_TASK OBJECTIVE_
Can you print every record below exactly as written?

_INFORMATION SUPPLIED_
________________________

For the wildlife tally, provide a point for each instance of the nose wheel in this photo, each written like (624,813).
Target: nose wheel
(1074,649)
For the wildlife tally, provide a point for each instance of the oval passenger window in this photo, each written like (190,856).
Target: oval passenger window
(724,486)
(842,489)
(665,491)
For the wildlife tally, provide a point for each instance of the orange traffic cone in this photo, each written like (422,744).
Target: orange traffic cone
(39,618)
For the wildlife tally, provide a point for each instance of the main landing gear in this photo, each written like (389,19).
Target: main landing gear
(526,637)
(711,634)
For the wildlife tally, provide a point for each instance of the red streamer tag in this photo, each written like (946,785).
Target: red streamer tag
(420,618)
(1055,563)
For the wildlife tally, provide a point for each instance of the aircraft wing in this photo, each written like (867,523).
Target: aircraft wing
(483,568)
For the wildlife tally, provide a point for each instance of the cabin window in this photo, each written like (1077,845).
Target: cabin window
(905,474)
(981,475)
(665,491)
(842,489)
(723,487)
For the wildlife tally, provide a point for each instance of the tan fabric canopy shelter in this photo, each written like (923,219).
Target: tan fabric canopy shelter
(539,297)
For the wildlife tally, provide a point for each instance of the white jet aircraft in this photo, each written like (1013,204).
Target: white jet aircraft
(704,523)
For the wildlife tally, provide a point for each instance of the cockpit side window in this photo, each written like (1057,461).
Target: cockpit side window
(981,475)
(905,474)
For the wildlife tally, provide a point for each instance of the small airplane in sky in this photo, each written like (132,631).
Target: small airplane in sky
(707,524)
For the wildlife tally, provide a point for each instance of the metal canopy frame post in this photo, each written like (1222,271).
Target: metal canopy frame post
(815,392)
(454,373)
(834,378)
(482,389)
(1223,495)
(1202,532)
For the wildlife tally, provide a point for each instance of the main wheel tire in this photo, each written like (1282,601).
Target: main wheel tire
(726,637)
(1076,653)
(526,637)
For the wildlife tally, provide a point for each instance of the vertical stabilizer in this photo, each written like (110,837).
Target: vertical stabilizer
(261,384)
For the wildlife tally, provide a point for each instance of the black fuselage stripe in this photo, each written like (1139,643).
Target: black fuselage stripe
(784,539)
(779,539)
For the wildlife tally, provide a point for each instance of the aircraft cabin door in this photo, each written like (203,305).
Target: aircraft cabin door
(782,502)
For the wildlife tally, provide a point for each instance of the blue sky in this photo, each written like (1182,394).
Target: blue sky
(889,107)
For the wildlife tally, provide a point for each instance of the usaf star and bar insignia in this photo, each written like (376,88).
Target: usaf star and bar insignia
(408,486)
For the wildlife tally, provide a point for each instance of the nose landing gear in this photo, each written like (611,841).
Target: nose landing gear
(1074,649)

________________________

_REPLY TO THE EXERCISE_
For the wildlife tally, provide a point for each instance of the nose wheel in this photo, each written like (624,813).
Target: nose wheel
(1074,649)
For the wildlife tally, provide a point for each instance of the oval passenger window in this photo, each written like (190,856).
Target: oval passenger window
(724,486)
(842,489)
(665,491)
For the wildlife tally, provide a point for each instance of the orange traffic cone in this photo, each written like (422,744).
Target: orange traffic cone
(39,618)
For the wildlife tally, provide a point for each instance of the main landing gear in this photo, each written like (389,19).
Target: main landing gear
(526,637)
(711,634)
For the wildlife tally, provide a point for each instance of the red streamer tag in this photo, each written like (946,785).
Target: red streamer tag
(420,618)
(1055,563)
For the wildlife tally, provide a point for each instance of the aircraft wing in this photo, each written like (867,523).
Target: aircraft wing
(483,568)
For the wildlife tally, provide a point for each instance of the cabin window in this photo, each written like (1077,845).
Target: cabin window
(905,474)
(981,475)
(665,491)
(842,489)
(723,487)
For the wildlife tally, provide a point for each instance of the tan fabric canopy shelter in this photo, each written like (923,219).
Target: tan fabric canopy shelter
(539,297)
For the wildlife tally, provide a point for each instance of the white jet aircraft in this photo, each written like (1013,204).
Target: white jet aircraft
(704,523)
For the wildlife tally, provide a point for each instance of the cockpit side window in this photo, each written like (1057,461).
Target: cockpit side window
(981,475)
(905,474)
For the wildlife tally, provide a point for each instance of the small airplane in sky in this photo, each written like (132,631).
Target: small airplane in sky
(707,524)
For the wildlife tally, provide a point for each instance of the metal canopy frame post in this photo, each written like (1222,271).
Target: metal canopy frame post
(815,392)
(454,373)
(834,378)
(482,389)
(1223,495)
(1202,532)
For the wildlife tally, provide a point for each instance of the main wheel tire in this photo, each written like (1282,601).
Target: main wheel tire
(726,637)
(1076,653)
(526,637)
For the wildlife tally, provide a point for each instance of the vertical stabilizer in this photo, each written like (110,837).
Target: vertical stabilizer
(261,384)
For the wildlife tally, provide a point for each instance of the black fuselage stripe in this photo, each written like (1139,643).
Target: black fuselage stripe
(784,539)
(779,539)
For the wildlife tally, provide a point for each instance of the aircraft cabin door in this photo, each written like (203,305).
Target: aircraft cabin door
(782,502)
For the wildlife tally, provide a point for each instance of the blue sky in this photo, each written like (1182,394).
Target: blue sky
(889,107)
For the wildlife tally, provide a point for each instance of the usaf star and bar insignia in this photo, each written like (376,88).
Target: usaf star and bar insignia
(408,486)
For the wildlife tally, provide a point for each instance of the nose landing gear in this photo, each written like (611,841).
Target: nose landing gear
(1074,649)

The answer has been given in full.